* Work instructions *
Every line of the material is to be repeated exactly as it stands.

* Task material *
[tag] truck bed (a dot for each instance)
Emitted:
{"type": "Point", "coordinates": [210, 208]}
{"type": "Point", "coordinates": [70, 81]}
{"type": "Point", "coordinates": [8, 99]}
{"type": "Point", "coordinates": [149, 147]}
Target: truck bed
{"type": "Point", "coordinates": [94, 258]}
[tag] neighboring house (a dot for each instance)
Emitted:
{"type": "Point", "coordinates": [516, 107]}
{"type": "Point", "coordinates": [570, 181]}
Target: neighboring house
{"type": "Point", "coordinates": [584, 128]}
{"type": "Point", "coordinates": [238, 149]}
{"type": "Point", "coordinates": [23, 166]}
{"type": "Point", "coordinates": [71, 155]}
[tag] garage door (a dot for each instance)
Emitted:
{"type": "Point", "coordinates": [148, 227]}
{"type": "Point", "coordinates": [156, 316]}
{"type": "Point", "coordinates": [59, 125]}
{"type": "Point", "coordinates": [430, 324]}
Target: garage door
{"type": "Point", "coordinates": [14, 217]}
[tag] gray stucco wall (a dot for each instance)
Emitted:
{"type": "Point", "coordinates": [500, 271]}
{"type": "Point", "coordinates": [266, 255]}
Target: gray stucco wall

* Full answer *
[tag] truck bed (a dot for each instance)
Emitted:
{"type": "Point", "coordinates": [210, 208]}
{"type": "Point", "coordinates": [70, 81]}
{"type": "Point", "coordinates": [8, 99]}
{"type": "Point", "coordinates": [149, 147]}
Target: truck bed
{"type": "Point", "coordinates": [94, 258]}
[tag] neighboring house (a dot for each instance)
Emitted:
{"type": "Point", "coordinates": [516, 107]}
{"type": "Point", "coordinates": [570, 181]}
Target: neighboring house
{"type": "Point", "coordinates": [584, 128]}
{"type": "Point", "coordinates": [238, 149]}
{"type": "Point", "coordinates": [23, 166]}
{"type": "Point", "coordinates": [71, 155]}
[tag] garage door (a dot for each instance)
Emitted:
{"type": "Point", "coordinates": [148, 227]}
{"type": "Point", "coordinates": [156, 316]}
{"type": "Point", "coordinates": [59, 125]}
{"type": "Point", "coordinates": [430, 324]}
Target: garage door
{"type": "Point", "coordinates": [14, 217]}
[tag] gray stucco wall (a dot for each instance)
Emitted:
{"type": "Point", "coordinates": [500, 271]}
{"type": "Point", "coordinates": [266, 255]}
Target: gray stucco wall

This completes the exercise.